Stored data entries:
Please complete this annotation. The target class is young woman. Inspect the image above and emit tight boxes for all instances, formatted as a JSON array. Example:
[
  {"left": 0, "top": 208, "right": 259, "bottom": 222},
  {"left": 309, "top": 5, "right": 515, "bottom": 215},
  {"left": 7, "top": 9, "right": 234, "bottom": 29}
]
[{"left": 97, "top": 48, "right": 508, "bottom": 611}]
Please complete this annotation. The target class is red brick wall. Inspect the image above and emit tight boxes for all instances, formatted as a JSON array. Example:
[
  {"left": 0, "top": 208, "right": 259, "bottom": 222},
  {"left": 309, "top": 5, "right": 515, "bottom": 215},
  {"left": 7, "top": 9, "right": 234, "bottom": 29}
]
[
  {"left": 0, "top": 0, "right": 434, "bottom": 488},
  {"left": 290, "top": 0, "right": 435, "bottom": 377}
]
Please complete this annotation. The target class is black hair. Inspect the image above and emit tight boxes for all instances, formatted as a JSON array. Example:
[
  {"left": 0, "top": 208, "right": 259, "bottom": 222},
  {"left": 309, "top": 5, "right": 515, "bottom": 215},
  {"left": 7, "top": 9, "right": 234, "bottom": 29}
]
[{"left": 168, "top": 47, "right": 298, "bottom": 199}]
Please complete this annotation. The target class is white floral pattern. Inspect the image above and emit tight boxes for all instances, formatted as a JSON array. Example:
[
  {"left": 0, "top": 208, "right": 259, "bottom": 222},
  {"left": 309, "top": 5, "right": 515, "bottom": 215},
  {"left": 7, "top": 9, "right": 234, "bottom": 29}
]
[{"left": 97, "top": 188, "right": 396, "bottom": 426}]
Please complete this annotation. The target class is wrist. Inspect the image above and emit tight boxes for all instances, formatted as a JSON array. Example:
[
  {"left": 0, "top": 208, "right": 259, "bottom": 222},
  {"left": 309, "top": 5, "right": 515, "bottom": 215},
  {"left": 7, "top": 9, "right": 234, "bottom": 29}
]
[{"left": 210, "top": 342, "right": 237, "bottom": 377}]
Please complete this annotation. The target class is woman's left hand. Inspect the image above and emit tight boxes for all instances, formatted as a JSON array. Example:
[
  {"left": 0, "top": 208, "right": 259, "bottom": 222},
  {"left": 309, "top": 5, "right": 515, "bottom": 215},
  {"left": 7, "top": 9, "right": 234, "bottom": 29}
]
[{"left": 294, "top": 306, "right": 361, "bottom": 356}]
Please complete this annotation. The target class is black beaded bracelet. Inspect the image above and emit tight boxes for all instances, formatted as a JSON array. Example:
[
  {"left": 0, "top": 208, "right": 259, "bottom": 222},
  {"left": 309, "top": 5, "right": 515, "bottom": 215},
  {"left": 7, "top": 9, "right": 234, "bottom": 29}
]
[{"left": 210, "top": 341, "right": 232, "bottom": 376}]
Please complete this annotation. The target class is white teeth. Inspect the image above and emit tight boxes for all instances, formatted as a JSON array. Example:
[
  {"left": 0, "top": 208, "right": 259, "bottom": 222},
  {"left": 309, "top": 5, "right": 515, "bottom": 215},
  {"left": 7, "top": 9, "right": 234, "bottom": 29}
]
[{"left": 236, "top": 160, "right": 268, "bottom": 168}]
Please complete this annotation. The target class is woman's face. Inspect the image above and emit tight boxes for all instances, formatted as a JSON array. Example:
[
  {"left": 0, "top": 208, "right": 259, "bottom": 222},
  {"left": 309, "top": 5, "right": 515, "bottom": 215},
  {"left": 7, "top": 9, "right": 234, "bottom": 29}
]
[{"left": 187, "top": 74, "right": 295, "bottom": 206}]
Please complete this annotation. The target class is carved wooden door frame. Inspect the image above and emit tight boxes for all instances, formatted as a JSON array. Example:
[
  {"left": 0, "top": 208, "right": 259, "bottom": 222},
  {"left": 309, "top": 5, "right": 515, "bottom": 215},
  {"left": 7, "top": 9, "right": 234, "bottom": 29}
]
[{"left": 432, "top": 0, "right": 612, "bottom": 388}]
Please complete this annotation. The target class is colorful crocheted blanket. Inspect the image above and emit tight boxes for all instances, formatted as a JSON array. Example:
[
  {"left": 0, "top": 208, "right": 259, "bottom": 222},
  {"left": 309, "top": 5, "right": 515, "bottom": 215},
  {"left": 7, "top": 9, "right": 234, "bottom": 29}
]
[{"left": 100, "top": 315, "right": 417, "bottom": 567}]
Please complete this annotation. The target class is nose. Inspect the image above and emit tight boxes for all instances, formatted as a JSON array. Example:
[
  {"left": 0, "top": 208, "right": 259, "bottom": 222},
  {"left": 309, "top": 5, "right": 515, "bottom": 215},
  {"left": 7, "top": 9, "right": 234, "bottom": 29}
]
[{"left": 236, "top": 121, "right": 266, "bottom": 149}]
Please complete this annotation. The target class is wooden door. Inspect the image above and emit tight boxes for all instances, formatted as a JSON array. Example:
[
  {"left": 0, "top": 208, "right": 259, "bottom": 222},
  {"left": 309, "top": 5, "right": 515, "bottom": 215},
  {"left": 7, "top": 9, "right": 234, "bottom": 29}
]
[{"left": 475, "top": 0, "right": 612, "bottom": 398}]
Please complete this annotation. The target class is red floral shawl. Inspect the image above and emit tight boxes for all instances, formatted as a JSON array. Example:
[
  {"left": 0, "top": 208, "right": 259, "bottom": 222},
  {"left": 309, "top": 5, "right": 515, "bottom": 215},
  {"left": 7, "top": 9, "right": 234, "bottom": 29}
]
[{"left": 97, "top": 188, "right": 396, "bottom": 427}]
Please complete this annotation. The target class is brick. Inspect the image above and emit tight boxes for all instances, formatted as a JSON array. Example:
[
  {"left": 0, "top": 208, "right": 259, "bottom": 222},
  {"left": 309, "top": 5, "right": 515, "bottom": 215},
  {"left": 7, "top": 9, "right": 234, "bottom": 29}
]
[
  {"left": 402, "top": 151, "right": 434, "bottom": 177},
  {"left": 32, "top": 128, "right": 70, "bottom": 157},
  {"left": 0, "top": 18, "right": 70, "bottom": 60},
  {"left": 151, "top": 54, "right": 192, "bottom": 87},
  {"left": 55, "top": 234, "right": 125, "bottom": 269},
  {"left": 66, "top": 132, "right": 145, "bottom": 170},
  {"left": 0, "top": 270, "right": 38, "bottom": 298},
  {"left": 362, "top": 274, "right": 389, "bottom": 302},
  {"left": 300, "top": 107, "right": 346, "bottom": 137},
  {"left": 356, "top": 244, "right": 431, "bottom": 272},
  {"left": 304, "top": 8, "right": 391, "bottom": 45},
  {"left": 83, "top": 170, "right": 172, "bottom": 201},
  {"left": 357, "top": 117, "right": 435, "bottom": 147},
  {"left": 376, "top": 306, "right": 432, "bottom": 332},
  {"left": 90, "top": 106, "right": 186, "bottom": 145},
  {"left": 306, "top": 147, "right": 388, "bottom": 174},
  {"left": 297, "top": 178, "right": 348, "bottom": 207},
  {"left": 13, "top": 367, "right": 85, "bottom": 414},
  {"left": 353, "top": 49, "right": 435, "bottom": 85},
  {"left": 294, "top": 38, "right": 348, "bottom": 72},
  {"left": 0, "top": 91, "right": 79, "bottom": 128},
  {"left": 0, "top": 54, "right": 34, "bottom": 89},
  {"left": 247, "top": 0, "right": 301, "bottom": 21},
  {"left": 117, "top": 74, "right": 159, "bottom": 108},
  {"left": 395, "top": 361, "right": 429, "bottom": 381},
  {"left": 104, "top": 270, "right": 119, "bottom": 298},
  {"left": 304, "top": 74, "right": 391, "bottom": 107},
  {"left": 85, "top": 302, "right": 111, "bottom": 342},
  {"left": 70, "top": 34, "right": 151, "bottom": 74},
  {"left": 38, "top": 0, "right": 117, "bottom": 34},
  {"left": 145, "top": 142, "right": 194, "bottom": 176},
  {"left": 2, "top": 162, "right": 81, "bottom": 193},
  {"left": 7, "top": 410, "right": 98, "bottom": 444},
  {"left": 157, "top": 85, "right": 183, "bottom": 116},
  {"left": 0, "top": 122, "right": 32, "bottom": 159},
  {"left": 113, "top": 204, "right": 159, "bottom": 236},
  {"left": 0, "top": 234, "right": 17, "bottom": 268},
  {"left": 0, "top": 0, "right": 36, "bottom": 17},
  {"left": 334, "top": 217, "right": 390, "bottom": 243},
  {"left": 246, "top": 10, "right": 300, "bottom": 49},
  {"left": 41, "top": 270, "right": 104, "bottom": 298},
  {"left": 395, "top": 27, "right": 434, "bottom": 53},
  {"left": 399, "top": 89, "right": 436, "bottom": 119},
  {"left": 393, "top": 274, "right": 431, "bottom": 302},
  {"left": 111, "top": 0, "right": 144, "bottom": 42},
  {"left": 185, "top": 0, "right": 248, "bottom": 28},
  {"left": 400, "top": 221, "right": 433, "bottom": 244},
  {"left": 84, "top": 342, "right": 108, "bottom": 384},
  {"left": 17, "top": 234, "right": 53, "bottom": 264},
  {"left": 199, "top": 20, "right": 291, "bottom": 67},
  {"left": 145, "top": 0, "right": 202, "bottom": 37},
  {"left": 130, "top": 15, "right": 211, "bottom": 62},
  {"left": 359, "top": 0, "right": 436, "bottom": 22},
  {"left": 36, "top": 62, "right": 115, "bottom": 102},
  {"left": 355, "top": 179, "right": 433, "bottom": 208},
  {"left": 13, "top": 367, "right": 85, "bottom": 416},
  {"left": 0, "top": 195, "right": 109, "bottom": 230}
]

TO DO: Which lines in the records contain the word "black"? Show each of them.

SOLUTION:
Please complete this annotation. The target class is black hair. Inspect the image above and emit tight boxes for all instances, formatted as a JSON array. Example:
Please complete this annotation. The target class is black beaded bracelet. Inspect the image above and emit tight boxes for all instances, formatted as a JSON array. Example:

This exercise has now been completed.